Provided material ::
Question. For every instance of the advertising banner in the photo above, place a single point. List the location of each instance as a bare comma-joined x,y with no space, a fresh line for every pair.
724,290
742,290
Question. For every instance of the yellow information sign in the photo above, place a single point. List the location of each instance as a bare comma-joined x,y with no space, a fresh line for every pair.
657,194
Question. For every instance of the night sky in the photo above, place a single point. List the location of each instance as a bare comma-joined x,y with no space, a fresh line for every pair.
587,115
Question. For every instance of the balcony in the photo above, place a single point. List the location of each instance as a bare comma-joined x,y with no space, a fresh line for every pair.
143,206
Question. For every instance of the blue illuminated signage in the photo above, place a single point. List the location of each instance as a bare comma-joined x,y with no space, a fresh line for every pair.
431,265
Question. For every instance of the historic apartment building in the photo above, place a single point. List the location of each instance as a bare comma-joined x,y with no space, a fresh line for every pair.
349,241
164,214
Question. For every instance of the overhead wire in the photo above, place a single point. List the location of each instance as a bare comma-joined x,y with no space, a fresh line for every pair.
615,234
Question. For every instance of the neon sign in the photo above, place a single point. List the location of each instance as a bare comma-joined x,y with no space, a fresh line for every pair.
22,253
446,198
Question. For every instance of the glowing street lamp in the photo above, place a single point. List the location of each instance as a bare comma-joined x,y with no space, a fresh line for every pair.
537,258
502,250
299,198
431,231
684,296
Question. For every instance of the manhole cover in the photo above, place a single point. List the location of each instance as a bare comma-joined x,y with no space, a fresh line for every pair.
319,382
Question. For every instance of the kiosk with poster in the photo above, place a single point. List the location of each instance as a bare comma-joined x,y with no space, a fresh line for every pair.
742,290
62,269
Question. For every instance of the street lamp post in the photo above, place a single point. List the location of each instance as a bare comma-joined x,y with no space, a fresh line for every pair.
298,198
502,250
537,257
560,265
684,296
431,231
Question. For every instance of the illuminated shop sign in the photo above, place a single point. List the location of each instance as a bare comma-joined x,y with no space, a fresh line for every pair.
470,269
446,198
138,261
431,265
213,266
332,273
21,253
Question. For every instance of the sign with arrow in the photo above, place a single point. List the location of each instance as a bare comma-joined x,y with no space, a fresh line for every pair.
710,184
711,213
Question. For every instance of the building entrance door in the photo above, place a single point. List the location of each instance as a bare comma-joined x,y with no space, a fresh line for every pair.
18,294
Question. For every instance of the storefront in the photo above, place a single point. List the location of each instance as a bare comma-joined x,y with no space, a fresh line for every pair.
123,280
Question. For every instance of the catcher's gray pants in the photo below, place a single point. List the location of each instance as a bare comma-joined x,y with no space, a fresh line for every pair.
* * *
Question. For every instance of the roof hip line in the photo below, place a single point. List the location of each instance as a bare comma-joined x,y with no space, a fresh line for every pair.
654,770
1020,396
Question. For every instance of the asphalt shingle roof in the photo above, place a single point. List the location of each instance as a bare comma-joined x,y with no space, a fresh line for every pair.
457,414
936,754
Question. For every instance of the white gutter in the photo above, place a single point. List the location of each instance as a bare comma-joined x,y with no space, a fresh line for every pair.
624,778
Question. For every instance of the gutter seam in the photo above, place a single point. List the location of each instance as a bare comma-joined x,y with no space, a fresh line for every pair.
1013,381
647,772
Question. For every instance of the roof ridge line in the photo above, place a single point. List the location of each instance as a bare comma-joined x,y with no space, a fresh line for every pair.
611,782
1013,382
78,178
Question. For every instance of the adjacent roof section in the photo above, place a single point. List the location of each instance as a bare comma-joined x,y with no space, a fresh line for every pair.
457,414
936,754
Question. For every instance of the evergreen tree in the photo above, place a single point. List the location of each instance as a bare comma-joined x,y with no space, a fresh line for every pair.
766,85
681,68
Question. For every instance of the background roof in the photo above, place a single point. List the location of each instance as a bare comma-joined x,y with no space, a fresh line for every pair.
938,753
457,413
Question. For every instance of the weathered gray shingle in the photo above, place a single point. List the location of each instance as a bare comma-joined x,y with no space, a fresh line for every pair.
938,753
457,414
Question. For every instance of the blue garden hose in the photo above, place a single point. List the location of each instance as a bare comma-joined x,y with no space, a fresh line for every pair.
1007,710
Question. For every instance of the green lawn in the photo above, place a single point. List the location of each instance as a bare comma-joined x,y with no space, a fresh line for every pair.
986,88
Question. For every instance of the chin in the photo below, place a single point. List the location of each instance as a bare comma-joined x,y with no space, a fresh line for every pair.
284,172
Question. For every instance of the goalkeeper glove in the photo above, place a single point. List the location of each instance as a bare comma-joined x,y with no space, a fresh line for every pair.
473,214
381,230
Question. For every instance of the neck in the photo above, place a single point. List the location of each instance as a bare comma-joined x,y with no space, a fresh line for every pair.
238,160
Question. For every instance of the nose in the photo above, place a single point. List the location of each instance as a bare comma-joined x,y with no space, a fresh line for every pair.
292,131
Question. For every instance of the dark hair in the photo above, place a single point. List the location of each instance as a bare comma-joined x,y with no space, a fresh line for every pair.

Challenge :: Please report each line of the items above that contains the word "shingle", copying the full line. Case counts when matching.

Result ::
Question. For every instance of the asphalt shingle roof in the photo above, place a single point. List the location of each instance as a bare comma-joined x,y with no space, a fresh line for every pair.
Question. For every instance of the weathered gray shingle in the photo above, place a single point. List the location of each instance as a bare comma-joined x,y with no space, a fresh line for every pair.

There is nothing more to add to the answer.